Exercise tasks:
• a. Please repeat the portion of the passage on avant-garde film venues below that begins at the words "Of course film" and stops after the words "the community together.".
• b. Answer these questions using the passage on avant-garde film venues below.
(i) Which university film society is named as devoting a night or two per month to avant-garde film?
(ii) To which two people did Chrissie Isles turn for help programming the film portion of "This American Century"?
(iii) Which two organizations are named as sponsors of grants one filmmaker hoped to get?

Source document:
Begin
There are a number of festivals abroad that also play a big part as centers of exchange of films and ideas. Rotterdam International Film Festival, the Berlin International Film Festival, and the Oberhausen International Film Festival are all popular festivals among American avant-garde filmmakers. Exhibiting at these festivals gives you an opportunity to meet with your international contemporaries and to see work that may never make it to the United States. Again, seeing this work, especially that of foreign artists, confers upon the filmmaker (who may also teach or occasionally program films or write) increased status by adding to their knowledge base films that are rare for their American contemporaries.
Of course film festivals are not all about watching films. An enormous amount of socializing and networking takes place as well. Many filmmakers bring copies of their work or copies of work that wasn’t even screened to offer to people who enjoyed their piece. At the very least, filmmakers exchange contact information and invitations to each other’s countries, towns, and homes. These are the great gatherings of the community and are invaluable for keeping the community together.
However, there are other places to see experimental film. Many film studies professors show films in their classrooms. Although filmmakers feel differently about how prestigious this is, some even shunning the academic market, these rentals bring in the major income for artist-run film coops (Zryd 2006). In addition, screening in avant-garde film history and theory courses helps individual filmmakers to gain entrance into a canon. Students who take these classes may go on to become programmers or film historians and will base their selections on what to show or write about in part on what they were shown and taught. Often universities have film societies and some of them, such as Cornell Cinema in Ithaca, devote a night or two per month to avant-garde film, sometimes even bringing in filmmakers to speak. These bookings are often based on connections formed between the filmmaker and the programmer through the festival network.
There are several venues associated with contemporary art museums across the country. In New York, the Museum of Modern Art, the Whitney, PS 1, and the Guggenheim have all sponsored screenings of avant-garde films as well as the Bienalle held every other year at the Whitney. The content of these screenings is often dependent on the proclivities of the curator, who usually does not specialize in avant-garde film at all but has experience as an art curator. Often these shows will be reviews of the established canon or specialty shows curated by outside people (such as Astria Suparak for the Whitney or Karen Reigel and Bradley Eros at PS1), and they are interspersed with shows with dubious selection criteria. However, none of the filmmakers I spoke with were interested in making a career curating at one of the major art museums. One informant, a programmer at a local independent venue, had this to say after interning at a major New York art museum:
However, there are programmers who work hard to draw on the expertise of the avant-garde film community that surrounds them. When Chrissie Isles of the Whitney wanted to program the film portion of “This American Century,” she turned to New York filmmakers and programmers Bradley Eros and Bryan Frye for assistance. While Frye, in particular, is to be commended for introducing her to a great diversity of work from the vaults of the Filmmakers’ Cooperative, where he was interning at the time, many filmmakers complained that the programming tended to reflect the curators’ particular aesthetic and political ideals, not some sort of general overview of the entire century. And while being selected for a show at one of these venues is prestigious, and for the Whitney Biennale even more so, to many filmmakers, it is not a measure of the judgment of their peers. One New York filmmaker put it this way,
She went on to admit, however, that having a film in the Whitney looked more prestigious to funding organizations like the New York State Council on the Arts or the Guggenheim, sponsors of two grants she was hoping to get in the future.
End
Detection annotation records
Begin
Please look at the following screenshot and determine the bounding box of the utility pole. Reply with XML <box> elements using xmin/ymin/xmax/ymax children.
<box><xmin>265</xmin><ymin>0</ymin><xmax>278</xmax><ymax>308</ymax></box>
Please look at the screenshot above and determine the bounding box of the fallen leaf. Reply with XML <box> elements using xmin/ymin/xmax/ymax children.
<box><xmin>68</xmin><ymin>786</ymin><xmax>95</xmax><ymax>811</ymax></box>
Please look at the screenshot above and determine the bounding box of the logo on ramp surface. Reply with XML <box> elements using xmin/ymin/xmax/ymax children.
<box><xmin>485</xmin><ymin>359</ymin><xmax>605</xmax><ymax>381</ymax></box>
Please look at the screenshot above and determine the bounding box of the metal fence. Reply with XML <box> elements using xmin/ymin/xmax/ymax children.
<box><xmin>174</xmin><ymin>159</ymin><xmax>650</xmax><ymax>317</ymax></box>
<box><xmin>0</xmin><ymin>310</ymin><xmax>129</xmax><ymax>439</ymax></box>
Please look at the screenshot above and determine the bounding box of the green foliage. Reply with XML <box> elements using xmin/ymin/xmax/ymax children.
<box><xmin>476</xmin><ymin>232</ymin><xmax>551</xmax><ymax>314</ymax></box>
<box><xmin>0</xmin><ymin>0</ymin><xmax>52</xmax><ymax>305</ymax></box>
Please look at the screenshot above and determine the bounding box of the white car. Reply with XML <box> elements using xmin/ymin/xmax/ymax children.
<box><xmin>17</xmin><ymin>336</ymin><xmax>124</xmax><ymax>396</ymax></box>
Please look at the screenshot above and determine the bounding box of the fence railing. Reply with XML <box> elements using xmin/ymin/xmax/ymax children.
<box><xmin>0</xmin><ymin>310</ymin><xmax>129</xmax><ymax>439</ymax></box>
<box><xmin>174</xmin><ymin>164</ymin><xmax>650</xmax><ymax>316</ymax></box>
End
Results for each task:
• a.
Of course film festivals are not all about watching films. An enormous amount of socializing and networking takes place as well. Many filmmakers bring copies of their work or copies of work that wasn’t even screened to offer to people who enjoyed their piece. At the very least, filmmakers exchange contact information and invitations to each other’s countries, towns, and homes. These are the great gatherings of the community and are invaluable for keeping the community together.

• b.
(i) Cornell Cinema in Ithaca
(ii) Bradley Eros and Bryan Frye
(iii) The New York State Council on the Arts and the Guggenheim